◆ **Provided data**
================================

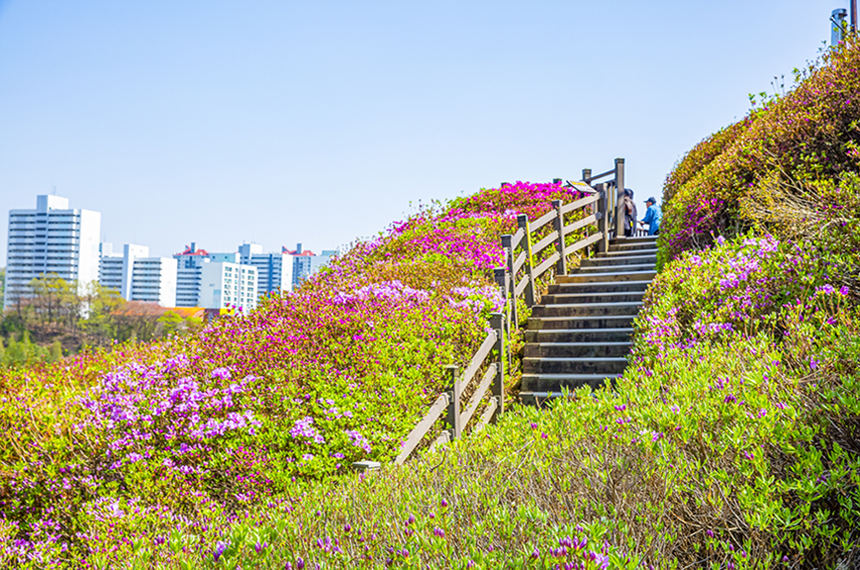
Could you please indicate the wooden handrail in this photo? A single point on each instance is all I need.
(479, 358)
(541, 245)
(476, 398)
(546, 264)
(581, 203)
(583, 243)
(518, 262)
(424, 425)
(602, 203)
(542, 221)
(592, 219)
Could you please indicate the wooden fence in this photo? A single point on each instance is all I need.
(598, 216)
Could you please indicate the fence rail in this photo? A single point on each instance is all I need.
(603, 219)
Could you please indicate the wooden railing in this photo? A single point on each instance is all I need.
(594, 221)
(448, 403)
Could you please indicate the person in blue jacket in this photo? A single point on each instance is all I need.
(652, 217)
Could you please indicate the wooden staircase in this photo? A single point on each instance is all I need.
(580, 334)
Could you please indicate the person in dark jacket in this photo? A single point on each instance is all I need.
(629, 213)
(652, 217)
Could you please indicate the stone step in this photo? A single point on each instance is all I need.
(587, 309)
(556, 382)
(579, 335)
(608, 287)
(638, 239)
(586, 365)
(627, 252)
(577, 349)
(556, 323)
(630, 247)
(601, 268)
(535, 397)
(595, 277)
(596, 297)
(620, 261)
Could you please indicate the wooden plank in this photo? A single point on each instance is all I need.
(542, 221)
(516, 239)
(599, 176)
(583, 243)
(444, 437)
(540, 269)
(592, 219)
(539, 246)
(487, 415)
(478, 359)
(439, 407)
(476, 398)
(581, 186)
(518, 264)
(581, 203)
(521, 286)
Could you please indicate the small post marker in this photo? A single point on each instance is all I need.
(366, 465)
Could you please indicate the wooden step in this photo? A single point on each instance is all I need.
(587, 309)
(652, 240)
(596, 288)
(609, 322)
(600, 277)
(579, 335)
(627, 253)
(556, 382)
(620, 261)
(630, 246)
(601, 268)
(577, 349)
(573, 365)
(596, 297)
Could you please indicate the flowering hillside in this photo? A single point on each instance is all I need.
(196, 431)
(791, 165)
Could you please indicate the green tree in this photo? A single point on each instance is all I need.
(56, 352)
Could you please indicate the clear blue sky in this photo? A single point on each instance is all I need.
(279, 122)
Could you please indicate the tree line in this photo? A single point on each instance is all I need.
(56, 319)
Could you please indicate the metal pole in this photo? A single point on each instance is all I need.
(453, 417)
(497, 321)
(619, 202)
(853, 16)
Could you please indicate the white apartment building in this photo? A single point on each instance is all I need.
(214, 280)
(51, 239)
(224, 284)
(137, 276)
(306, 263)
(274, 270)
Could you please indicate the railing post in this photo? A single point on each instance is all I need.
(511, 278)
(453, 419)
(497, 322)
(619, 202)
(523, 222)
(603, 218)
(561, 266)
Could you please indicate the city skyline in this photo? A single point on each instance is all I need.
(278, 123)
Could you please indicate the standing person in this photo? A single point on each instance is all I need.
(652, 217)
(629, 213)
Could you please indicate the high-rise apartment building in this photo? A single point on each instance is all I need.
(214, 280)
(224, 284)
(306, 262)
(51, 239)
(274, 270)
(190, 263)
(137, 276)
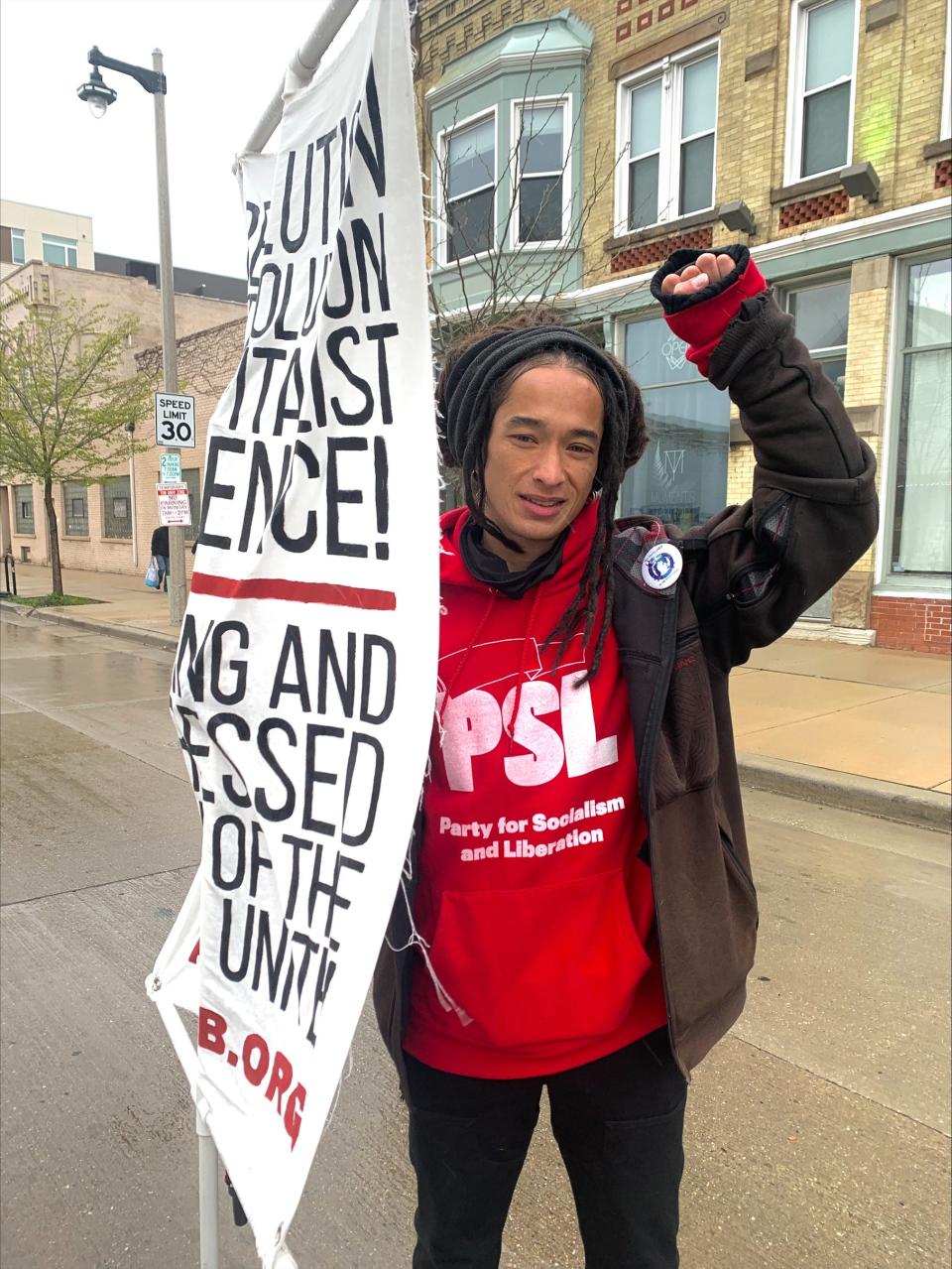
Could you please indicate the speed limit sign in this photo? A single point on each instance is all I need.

================================

Skip the pictures. Please copy exactly the lines from the one with "Could you please indicate the standing" through the final line of the material above, both ends included.

Could you please indicate the standing person in this photo? A single point on each instance is all I need.
(652, 217)
(629, 213)
Could you please indicate the high-rise apartment building in this photo? A single point on each instance is all I need.
(214, 280)
(224, 284)
(306, 262)
(51, 239)
(274, 270)
(190, 263)
(137, 276)
Could you please indicate the speed limit sign in this photo? A single point on each instance is all I need.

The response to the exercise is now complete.